Requests:
a: From the DAC section below, list every input that the figure description says the trigger selector block receives.
b: Transcribe the stretch of the DAC section from "16.2 DAC main" through "the pin description.", keeping every character unchanged.

Text provided:
◆ ◆ ◆ ◆ ◆

16. Digital-to-analog converter (DAC)

16.1 DAC introduction

The DAC module is a 12-bit, voltage output digital-to-analog converter. The DAC can be configured in 8- or 12-bit mode and may be used in conjunction with the DMA controller. In 12-bit mode, the data could be left- or right-aligned. The DAC has two output channels, each with its own converter. In dual DAC channel mode, conversions could be done independently or simultaneously when both channels are grouped together for synchronous update operations. An input reference pin, $V_{REF+}$ (shared with ADC) is available for better resolution.

16.2 DAC main features

• Two DAC converters: one output channel each
• Left or right data alignment in 12-bit mode
• Synchronized update capability
• Noise-wave generation
• Triangular-wave generation
• Dual DAC channel for independent or simultaneous conversions
• DMA capability for each channel
• DMA underrun error detection
• External triggers for conversion
• Input voltage reference, $V_{REF+}$

Figure 93 shows the block diagram of a DAC channel and Table 102 gives the pin description.

Figure 93. DAC channel block diagram

Figure 93. DAC channel block diagram. The diagram shows the internal architecture of a DAC channel. On the left, an external trigger (EXTI_9) and a 'trigger selector' block (receiving inputs from SWTRIGx, TIM2_TRGO, TIM4_TRGO, TIM5_TRGO, TIM6_TRGO, TIM7_TRGO, and TIM8_TRGO) are connected to a 'Control logicx' block. The 'Control logicx' block also receives a 12-bit input from 'DHRx' and control signals from a 'DAC control register' (TSELx[2:0] bits, DMAENx, DMA requestx, TENx, MAMPx[3:0] bits, and WAVENx[1:0] bits). The 'Control logicx' block contains 'LFSRx' and 'trianglex' sub-blocks and outputs a 12-bit signal to 'DORx'. 'DORx' then outputs a 12-bit signal to a 'Digital-to-analog converterx' block. The 'Digital-to-analog converterx' block receives V_DDA, V_SSA, and V_REF+ inputs and produces the final output, DAC1_OUT1/2. The identifier 'ai14708d' is present in the bottom right corner of the diagram.

◆ ◆ ◆ ◆ ◆

Recorded data:
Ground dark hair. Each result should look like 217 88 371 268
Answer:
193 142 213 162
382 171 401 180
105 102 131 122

◆ ◆ ◆ ◆ ◆

Expected results:
a: SWTRIGx, TIM2_TRGO, TIM4_TRGO, TIM5_TRGO, TIM6_TRGO, TIM7_TRGO, TIM8_TRGO

b:
16.2 DAC main features

• Two DAC converters: one output channel each
• Left or right data alignment in 12-bit mode
• Synchronized update capability
• Noise-wave generation
• Triangular-wave generation
• Dual DAC channel for independent or simultaneous conversions
• DMA capability for each channel
• DMA underrun error detection
• External triggers for conversion
• Input voltage reference, $V_{REF+}$

Figure 93 shows the block diagram of a DAC channel and Table 102 gives the pin description.